◆ REQUIREMENTS
Print all records exactly, leaving nothing out.

◆ RECORDS TO USE
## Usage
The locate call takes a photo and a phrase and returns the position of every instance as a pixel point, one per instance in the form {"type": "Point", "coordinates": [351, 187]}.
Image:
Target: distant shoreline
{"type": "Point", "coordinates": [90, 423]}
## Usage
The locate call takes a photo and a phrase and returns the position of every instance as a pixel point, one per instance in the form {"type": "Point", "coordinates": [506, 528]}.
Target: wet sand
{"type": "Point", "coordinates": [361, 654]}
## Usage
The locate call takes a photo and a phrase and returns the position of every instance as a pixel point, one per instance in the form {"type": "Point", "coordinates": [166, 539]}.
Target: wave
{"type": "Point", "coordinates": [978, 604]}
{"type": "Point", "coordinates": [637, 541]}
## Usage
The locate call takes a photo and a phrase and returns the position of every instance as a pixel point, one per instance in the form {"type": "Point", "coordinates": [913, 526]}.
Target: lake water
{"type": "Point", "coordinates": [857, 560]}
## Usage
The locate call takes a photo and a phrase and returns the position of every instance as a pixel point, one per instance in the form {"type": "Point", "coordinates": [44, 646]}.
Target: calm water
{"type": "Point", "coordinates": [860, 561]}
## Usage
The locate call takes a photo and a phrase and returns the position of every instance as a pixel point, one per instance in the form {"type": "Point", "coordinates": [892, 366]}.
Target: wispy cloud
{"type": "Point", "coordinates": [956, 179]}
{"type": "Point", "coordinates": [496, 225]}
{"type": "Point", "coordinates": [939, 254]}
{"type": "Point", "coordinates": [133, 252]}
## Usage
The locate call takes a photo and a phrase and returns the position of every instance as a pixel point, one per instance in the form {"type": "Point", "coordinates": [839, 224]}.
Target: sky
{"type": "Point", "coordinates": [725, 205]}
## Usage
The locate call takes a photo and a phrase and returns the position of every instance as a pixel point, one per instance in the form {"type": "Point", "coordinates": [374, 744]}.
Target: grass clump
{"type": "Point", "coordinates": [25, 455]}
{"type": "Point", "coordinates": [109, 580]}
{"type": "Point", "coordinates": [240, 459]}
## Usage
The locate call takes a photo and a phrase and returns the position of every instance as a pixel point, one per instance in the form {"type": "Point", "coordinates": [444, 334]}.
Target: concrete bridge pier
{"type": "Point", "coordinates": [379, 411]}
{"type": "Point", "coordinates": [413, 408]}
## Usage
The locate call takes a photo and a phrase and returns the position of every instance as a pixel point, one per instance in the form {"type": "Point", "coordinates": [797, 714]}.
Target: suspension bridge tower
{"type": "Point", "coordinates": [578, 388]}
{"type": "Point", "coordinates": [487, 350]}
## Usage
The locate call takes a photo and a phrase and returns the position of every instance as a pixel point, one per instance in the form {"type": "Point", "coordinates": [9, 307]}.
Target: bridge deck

◆ TASK RESULT
## Usage
The locate call takes a photo and a phrase and returns the position of every instance as a pixel point, one per instance in the form {"type": "Point", "coordinates": [351, 187]}.
Image:
Target: distant shoreline
{"type": "Point", "coordinates": [90, 423]}
## Usage
The locate call takes a photo and a phrase and returns the position of every instance as a pixel point, one per instance in the form {"type": "Point", "coordinates": [506, 528]}.
Target: wet sand
{"type": "Point", "coordinates": [361, 654]}
## Usage
The locate call takes a photo and a phrase and returns the position of every instance as a pixel point, one per instance in the form {"type": "Point", "coordinates": [166, 539]}.
Target: wave
{"type": "Point", "coordinates": [978, 604]}
{"type": "Point", "coordinates": [637, 541]}
## Usage
The locate call takes a photo and a phrase and returns the position of every instance as a pixel point, one per instance in the form {"type": "Point", "coordinates": [913, 526]}.
Target: lake water
{"type": "Point", "coordinates": [857, 560]}
## Usage
The locate call takes a photo and a phrase and returns the position of every instance as a pixel point, one per instance in the form {"type": "Point", "coordinates": [44, 646]}.
Target: calm water
{"type": "Point", "coordinates": [860, 561]}
## Usage
The locate call takes a photo and a phrase and returns the position of every instance as a pixel point, one per instance in the form {"type": "Point", "coordinates": [892, 366]}.
Target: wispy cloud
{"type": "Point", "coordinates": [956, 179]}
{"type": "Point", "coordinates": [496, 225]}
{"type": "Point", "coordinates": [939, 254]}
{"type": "Point", "coordinates": [133, 252]}
## Usage
The locate call takes a photo and a phrase and returns the position of every instance as a pixel point, one per instance in the form {"type": "Point", "coordinates": [839, 224]}.
Target: sky
{"type": "Point", "coordinates": [725, 205]}
## Usage
The locate call takes a photo and a phrase and returns the position of every instance as a pixel point, one per instance in the form {"type": "Point", "coordinates": [374, 744]}.
Target: grass clump
{"type": "Point", "coordinates": [25, 455]}
{"type": "Point", "coordinates": [109, 580]}
{"type": "Point", "coordinates": [240, 459]}
## Usage
The locate call takes a photo and a phrase and returns the position of every instance as a pixel point, one per instance in the form {"type": "Point", "coordinates": [444, 334]}.
Target: concrete bridge pier
{"type": "Point", "coordinates": [379, 411]}
{"type": "Point", "coordinates": [413, 408]}
## Usage
The locate call takes a photo and a phrase and returns the position of every instance as a pixel point, one per instance in the form {"type": "Point", "coordinates": [797, 714]}.
Target: suspension bridge tower
{"type": "Point", "coordinates": [578, 388]}
{"type": "Point", "coordinates": [487, 350]}
## Usage
The locate call takes a photo and a phrase and returns the position of every instance as a pixel point, one per instance in the form {"type": "Point", "coordinates": [9, 307]}.
Target: bridge deck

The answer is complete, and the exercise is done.